WORK TO BE COMPLETED
How many lines in the rows below contain the string "formation"? Reply with only the number.

SUPPLIED RECORDS
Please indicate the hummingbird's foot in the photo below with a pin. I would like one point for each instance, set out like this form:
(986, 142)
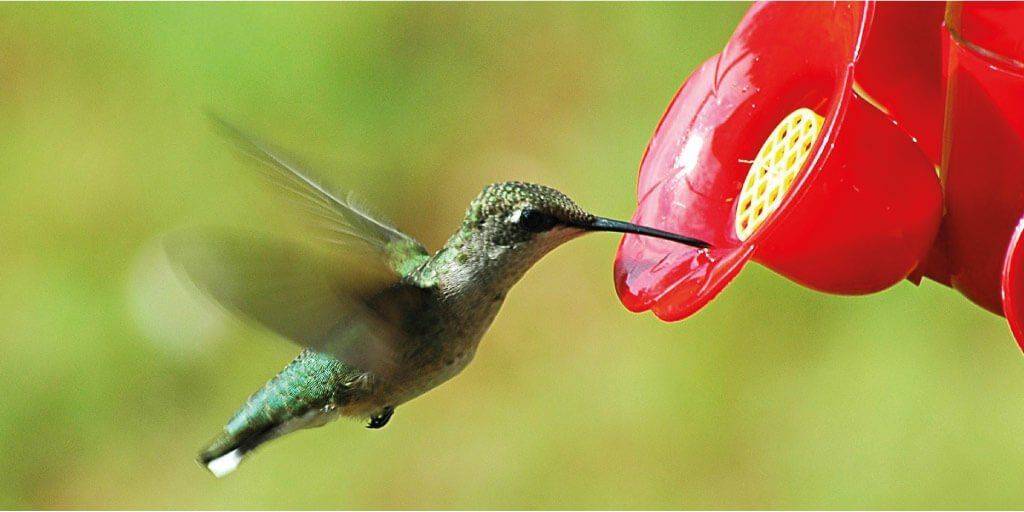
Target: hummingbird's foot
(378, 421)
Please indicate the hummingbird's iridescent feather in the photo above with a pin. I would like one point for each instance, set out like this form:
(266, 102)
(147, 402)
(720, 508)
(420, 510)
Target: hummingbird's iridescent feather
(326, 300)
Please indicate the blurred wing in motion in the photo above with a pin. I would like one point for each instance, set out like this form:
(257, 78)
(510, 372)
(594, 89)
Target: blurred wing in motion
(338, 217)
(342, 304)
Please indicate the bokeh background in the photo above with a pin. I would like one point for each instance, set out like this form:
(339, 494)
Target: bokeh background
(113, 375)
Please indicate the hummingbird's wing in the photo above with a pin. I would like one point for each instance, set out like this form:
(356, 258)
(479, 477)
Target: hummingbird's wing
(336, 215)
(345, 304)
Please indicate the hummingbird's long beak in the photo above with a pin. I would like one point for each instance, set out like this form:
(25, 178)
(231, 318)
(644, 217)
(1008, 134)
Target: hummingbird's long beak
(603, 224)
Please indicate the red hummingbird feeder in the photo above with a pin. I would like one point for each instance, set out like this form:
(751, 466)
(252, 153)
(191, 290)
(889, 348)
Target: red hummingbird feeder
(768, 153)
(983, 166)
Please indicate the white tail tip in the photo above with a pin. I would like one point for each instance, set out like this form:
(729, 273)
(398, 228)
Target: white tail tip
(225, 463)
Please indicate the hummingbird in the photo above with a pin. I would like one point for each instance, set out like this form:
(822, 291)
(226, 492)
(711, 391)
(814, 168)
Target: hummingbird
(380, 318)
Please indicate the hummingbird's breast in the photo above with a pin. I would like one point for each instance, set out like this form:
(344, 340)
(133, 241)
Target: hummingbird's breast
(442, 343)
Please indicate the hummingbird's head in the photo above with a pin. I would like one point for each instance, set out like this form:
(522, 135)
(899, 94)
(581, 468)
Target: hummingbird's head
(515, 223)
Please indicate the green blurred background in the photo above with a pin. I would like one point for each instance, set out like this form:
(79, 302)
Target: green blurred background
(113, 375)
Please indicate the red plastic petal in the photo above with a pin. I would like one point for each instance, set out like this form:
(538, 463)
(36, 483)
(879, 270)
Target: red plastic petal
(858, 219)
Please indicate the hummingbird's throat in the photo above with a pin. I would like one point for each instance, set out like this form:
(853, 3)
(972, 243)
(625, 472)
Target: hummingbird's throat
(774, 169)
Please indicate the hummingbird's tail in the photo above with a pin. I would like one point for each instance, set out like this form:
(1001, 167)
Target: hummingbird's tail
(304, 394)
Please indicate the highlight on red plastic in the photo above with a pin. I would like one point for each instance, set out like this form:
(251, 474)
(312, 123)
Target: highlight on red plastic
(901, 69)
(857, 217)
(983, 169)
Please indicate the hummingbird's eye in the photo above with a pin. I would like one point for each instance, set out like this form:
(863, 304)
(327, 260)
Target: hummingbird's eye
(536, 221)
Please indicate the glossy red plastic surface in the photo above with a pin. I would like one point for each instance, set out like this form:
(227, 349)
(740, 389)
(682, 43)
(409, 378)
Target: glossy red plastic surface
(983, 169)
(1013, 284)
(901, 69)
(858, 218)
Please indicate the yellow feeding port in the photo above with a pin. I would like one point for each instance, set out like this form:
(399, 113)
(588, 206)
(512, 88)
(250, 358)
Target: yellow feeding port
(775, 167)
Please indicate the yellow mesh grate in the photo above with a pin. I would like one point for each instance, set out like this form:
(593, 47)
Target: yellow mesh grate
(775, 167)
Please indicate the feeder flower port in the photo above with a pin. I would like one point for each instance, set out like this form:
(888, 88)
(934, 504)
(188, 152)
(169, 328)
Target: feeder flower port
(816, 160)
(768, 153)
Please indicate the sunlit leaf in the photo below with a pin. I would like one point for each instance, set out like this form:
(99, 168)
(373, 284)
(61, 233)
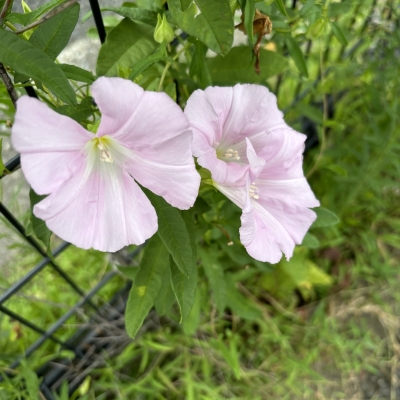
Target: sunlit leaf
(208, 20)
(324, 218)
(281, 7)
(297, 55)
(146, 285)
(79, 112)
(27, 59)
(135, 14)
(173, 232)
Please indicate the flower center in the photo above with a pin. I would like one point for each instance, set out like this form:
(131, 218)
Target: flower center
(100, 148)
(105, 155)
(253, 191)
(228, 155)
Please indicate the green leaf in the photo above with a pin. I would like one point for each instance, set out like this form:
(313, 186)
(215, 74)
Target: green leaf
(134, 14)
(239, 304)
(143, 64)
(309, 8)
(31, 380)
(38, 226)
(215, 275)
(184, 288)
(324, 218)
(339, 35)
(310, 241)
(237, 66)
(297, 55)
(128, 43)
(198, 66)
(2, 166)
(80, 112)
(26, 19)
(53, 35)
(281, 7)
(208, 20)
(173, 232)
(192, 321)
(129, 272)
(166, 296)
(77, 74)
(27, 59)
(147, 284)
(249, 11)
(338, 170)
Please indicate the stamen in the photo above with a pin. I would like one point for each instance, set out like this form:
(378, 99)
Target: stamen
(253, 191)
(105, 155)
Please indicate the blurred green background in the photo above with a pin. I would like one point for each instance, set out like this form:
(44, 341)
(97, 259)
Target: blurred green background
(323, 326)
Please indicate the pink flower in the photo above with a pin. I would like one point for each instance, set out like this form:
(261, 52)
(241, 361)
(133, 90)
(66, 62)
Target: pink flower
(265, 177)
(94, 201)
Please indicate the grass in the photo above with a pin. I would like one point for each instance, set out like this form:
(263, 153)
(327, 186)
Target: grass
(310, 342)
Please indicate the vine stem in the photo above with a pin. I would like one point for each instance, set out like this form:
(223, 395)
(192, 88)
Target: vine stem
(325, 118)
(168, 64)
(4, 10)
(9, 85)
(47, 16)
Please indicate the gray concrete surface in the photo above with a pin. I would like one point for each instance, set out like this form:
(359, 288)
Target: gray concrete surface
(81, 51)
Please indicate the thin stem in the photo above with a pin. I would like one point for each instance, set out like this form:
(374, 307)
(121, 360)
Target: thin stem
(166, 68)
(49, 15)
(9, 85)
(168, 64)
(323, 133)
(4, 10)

...

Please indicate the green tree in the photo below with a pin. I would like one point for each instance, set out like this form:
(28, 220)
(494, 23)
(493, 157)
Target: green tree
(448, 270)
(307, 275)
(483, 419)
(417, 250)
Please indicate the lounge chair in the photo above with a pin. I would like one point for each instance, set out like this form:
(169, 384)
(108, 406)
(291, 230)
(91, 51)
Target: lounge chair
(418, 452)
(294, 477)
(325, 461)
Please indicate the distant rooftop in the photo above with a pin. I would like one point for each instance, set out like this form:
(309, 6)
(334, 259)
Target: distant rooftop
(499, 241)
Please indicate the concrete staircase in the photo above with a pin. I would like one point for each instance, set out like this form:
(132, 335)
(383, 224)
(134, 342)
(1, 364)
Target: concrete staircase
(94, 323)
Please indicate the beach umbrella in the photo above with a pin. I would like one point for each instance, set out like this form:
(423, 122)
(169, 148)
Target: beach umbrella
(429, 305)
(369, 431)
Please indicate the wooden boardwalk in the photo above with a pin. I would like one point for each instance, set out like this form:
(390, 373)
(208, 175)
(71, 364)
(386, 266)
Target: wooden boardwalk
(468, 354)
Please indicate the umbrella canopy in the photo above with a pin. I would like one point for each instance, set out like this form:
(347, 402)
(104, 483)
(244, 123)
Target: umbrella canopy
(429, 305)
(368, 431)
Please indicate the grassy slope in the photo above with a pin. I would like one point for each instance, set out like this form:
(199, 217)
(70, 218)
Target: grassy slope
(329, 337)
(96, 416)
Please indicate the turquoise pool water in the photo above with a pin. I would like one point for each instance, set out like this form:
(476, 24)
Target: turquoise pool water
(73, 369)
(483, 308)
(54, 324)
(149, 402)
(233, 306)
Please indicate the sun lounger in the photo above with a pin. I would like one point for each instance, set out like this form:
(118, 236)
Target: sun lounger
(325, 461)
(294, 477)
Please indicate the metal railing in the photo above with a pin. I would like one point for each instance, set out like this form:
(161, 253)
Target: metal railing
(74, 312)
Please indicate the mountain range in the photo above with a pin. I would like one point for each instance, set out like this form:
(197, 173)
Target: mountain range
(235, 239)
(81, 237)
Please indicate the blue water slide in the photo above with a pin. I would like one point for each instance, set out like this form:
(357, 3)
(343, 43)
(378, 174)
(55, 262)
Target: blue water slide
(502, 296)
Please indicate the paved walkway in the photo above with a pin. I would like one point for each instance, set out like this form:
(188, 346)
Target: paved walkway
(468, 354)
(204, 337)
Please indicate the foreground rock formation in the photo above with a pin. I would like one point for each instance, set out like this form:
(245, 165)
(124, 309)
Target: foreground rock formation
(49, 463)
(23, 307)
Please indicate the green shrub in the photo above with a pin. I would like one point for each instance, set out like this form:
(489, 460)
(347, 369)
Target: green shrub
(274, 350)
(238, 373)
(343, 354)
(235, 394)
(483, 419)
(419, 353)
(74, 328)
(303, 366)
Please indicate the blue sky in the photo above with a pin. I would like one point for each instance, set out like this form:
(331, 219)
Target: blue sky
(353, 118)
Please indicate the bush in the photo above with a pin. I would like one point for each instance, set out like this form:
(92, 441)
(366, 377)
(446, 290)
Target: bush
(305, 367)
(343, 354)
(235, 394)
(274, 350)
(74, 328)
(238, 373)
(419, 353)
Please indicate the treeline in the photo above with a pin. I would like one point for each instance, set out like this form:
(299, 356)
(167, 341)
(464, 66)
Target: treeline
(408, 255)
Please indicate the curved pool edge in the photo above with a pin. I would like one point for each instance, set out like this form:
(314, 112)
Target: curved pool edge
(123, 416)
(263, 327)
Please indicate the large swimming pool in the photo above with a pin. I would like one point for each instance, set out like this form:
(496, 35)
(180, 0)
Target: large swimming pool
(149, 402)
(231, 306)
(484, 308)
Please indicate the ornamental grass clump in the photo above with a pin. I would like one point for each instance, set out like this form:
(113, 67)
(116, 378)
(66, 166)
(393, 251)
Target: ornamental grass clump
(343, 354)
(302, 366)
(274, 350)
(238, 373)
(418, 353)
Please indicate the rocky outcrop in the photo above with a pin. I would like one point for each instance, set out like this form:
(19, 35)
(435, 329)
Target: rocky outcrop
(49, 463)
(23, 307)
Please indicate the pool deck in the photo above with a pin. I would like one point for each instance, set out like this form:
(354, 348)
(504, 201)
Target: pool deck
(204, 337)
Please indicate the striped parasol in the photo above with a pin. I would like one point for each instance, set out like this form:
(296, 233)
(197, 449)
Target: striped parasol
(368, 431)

==

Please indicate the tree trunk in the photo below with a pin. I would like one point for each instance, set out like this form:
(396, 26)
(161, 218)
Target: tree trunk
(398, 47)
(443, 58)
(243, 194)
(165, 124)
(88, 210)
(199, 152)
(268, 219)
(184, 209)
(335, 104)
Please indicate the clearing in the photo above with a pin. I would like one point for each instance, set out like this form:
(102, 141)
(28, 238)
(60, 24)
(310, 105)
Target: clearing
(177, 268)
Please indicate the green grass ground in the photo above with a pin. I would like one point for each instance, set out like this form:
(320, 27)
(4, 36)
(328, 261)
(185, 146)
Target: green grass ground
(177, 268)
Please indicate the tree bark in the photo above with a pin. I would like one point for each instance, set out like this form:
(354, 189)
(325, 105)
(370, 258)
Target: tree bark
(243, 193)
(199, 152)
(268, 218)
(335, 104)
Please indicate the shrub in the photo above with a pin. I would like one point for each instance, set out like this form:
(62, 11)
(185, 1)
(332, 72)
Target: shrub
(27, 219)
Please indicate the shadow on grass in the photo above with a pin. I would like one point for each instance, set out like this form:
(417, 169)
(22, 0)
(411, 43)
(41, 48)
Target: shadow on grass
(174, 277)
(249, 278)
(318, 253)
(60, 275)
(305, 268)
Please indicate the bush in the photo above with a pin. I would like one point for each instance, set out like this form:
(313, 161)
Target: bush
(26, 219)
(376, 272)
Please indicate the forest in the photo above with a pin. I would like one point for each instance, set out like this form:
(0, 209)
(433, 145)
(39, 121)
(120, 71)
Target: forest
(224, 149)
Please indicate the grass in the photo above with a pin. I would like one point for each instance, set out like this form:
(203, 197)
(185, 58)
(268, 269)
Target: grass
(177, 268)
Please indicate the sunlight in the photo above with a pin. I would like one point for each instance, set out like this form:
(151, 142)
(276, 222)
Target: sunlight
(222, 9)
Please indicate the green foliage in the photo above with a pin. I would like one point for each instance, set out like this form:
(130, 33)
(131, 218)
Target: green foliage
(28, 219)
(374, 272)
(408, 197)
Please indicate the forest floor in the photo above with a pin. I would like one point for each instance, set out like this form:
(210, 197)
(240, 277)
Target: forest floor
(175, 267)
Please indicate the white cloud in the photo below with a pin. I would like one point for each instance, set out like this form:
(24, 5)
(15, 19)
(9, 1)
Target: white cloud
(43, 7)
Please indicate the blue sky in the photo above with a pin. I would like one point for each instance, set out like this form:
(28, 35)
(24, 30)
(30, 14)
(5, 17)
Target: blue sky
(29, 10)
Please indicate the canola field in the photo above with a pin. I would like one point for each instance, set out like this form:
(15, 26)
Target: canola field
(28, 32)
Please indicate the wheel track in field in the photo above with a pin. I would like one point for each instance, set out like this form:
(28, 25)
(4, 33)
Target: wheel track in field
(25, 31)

EXERCISE SOLUTION
2